__DATA UNDER STUDY__.
--- START ---

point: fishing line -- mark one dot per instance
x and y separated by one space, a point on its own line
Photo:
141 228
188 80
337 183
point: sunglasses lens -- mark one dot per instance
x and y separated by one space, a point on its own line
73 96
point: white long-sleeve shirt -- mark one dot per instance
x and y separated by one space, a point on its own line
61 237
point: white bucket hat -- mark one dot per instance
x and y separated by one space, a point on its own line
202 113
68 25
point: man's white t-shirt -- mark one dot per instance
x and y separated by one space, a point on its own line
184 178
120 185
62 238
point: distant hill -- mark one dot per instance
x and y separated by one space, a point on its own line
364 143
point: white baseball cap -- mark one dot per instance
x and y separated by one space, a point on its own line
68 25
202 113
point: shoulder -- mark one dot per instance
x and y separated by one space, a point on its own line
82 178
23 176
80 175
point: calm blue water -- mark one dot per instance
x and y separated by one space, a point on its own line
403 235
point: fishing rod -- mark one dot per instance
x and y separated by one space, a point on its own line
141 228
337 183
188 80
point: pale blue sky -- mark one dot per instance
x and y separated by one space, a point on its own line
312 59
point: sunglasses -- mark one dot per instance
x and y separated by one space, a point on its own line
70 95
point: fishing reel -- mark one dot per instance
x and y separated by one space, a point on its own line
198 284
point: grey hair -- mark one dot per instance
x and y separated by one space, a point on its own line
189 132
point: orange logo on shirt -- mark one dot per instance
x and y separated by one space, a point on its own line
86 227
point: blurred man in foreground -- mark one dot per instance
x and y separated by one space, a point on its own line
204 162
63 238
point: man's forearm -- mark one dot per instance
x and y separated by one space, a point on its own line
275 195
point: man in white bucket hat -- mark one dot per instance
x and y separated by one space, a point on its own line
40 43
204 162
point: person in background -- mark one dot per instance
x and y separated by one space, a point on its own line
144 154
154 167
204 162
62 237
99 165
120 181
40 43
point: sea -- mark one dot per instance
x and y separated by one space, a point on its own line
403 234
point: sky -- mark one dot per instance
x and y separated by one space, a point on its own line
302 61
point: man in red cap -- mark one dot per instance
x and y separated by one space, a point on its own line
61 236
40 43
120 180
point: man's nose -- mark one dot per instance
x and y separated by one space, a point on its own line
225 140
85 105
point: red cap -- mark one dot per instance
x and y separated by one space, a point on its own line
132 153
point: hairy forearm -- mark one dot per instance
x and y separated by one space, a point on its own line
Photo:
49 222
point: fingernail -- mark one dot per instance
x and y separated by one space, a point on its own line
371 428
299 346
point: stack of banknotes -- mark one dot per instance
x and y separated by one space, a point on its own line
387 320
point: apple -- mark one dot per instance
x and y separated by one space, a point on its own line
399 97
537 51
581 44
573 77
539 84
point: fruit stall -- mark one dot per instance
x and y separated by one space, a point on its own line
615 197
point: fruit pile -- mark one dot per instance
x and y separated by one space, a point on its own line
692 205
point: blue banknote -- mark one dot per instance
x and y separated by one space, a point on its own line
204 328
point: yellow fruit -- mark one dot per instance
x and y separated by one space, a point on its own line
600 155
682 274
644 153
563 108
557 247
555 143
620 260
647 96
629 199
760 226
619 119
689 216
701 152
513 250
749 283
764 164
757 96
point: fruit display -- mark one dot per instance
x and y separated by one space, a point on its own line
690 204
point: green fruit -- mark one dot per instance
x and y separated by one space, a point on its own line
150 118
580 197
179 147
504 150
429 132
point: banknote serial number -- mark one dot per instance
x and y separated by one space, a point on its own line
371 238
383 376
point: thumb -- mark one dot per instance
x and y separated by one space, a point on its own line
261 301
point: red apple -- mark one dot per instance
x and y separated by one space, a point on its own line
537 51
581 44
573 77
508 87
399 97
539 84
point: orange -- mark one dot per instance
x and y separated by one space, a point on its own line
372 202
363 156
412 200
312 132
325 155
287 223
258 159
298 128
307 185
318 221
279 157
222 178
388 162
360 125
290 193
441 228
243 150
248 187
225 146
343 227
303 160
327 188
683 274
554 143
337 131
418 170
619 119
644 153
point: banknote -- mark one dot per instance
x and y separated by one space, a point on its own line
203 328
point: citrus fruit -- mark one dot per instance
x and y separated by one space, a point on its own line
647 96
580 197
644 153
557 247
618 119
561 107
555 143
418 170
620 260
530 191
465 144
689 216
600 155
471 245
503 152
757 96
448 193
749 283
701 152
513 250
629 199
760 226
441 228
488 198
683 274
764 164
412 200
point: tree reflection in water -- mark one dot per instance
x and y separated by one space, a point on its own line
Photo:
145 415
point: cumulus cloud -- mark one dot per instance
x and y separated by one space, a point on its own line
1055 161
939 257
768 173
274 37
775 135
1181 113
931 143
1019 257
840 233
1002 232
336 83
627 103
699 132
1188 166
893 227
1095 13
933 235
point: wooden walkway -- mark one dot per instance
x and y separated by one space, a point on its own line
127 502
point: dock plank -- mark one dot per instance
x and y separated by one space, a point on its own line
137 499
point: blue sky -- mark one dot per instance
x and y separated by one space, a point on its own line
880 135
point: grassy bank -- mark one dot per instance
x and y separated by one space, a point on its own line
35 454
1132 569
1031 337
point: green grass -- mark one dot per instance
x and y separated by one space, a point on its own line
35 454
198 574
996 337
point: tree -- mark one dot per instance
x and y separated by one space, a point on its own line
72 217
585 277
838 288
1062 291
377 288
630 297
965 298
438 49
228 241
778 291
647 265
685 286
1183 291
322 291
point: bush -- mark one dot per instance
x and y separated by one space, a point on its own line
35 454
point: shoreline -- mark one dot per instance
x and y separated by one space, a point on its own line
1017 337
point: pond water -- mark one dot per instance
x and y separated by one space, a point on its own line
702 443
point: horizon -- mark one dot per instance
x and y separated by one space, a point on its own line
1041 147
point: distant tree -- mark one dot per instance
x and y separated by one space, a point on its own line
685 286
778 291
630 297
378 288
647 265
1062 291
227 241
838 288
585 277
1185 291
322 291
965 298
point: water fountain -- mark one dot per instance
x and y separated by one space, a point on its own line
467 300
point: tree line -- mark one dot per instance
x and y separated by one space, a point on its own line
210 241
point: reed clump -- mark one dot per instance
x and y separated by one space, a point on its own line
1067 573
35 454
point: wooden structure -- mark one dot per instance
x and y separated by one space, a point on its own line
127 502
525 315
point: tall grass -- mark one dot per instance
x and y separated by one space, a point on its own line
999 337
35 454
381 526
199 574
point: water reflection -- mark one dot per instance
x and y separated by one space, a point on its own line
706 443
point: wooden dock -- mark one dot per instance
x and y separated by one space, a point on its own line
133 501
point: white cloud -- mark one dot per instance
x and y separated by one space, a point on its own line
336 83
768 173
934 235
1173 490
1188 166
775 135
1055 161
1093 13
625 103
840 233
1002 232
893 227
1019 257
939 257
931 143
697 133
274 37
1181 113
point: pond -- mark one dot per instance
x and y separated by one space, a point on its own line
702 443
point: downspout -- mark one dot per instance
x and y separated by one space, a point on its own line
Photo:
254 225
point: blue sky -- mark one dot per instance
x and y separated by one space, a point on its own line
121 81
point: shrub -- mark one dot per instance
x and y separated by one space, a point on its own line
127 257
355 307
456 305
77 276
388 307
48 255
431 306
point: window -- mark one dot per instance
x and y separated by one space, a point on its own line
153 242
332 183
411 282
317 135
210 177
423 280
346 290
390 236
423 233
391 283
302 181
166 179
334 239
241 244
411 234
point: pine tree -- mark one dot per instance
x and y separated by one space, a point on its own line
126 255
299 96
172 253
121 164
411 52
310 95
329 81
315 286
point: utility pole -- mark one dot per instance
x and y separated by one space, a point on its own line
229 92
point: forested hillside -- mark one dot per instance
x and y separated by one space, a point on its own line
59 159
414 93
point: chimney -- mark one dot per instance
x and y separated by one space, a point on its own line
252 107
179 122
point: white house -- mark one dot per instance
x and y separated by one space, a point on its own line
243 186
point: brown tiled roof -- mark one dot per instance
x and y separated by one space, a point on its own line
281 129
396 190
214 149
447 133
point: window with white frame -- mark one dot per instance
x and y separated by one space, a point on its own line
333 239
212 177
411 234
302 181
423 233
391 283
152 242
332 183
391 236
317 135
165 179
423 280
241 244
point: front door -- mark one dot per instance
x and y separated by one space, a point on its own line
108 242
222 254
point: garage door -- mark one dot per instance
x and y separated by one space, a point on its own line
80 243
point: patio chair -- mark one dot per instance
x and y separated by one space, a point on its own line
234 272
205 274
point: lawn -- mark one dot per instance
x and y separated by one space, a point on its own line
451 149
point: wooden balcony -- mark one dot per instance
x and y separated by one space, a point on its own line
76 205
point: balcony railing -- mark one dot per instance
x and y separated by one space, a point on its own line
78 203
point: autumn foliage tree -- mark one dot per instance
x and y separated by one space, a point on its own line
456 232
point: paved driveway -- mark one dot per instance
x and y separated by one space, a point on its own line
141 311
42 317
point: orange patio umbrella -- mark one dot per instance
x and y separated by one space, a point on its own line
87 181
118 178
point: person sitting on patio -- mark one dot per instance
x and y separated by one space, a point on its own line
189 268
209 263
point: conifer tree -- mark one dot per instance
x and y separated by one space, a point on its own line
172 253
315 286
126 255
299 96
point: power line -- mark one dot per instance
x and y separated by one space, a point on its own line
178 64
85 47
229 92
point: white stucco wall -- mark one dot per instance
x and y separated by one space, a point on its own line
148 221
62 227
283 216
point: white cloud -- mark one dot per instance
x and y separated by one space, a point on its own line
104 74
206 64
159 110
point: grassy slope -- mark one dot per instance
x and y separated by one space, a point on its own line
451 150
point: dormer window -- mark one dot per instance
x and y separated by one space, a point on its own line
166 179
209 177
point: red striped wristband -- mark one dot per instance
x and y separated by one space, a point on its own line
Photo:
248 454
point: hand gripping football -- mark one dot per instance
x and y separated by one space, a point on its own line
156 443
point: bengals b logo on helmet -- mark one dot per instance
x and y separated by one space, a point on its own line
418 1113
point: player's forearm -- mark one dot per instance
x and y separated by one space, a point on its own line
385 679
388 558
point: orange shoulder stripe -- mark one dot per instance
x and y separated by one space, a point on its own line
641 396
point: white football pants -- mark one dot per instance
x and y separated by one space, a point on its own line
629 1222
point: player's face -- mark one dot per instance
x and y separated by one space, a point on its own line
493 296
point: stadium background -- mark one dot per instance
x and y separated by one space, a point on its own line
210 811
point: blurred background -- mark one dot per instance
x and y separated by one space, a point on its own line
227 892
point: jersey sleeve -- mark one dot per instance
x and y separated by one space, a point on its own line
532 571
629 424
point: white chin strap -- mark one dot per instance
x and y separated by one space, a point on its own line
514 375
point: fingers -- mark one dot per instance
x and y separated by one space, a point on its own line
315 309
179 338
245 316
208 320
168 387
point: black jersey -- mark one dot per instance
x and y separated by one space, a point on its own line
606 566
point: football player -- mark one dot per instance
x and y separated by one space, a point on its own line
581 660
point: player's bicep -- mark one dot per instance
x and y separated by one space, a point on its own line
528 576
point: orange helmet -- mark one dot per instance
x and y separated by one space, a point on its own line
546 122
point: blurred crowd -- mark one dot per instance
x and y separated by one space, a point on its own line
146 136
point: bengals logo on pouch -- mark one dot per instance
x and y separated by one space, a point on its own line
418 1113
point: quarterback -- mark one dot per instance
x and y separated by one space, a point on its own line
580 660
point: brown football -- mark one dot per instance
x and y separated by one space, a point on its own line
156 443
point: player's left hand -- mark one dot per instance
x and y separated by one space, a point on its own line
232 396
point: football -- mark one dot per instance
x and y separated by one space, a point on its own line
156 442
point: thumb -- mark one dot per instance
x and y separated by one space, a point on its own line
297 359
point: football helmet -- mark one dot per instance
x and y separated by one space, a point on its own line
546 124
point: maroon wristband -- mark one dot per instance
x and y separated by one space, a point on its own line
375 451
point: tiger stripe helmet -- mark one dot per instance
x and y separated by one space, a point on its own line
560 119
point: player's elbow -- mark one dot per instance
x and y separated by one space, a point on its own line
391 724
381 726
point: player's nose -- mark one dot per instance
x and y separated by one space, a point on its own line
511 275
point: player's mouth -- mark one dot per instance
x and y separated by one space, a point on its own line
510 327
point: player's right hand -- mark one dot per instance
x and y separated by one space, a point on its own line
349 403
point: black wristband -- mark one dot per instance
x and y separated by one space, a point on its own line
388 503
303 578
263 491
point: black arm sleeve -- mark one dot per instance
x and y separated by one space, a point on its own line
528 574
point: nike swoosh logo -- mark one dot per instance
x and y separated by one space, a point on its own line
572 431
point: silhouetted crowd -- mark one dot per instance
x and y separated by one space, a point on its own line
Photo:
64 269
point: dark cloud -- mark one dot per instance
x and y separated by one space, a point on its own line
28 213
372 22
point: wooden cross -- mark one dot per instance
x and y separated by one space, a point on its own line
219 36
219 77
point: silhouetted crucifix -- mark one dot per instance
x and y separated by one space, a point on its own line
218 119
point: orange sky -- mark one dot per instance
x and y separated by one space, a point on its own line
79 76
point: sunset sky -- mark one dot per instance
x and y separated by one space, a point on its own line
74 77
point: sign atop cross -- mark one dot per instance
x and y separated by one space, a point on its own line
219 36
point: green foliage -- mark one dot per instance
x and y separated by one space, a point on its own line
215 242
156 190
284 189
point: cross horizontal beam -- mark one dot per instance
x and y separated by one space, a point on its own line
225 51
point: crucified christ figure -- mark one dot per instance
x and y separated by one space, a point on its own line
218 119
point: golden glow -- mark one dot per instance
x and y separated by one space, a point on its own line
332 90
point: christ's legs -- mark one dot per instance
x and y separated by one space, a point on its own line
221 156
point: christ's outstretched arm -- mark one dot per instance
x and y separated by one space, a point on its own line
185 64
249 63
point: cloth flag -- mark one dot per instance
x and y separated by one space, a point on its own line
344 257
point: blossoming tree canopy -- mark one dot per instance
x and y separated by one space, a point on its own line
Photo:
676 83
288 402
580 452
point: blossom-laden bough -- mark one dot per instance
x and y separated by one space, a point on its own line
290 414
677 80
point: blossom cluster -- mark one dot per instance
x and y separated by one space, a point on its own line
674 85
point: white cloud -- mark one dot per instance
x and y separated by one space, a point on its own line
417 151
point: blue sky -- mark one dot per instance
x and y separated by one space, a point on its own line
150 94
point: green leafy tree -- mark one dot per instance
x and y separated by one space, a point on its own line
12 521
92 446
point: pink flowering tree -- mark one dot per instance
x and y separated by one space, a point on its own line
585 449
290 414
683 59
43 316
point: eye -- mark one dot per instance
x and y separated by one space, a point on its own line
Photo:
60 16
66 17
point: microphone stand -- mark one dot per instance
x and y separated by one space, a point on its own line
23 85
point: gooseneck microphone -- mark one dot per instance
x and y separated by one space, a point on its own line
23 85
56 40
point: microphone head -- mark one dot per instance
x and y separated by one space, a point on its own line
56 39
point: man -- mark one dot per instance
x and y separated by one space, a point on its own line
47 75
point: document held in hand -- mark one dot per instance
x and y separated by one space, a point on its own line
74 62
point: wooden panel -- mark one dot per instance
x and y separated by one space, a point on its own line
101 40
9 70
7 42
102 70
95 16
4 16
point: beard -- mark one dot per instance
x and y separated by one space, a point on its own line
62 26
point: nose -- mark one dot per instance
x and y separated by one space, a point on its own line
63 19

--- END ---

__EXERCISE__.
The word "orange" appears on some lines of the data above; say how many such lines there are, with nothing else.

__TASK OUTPUT__.
6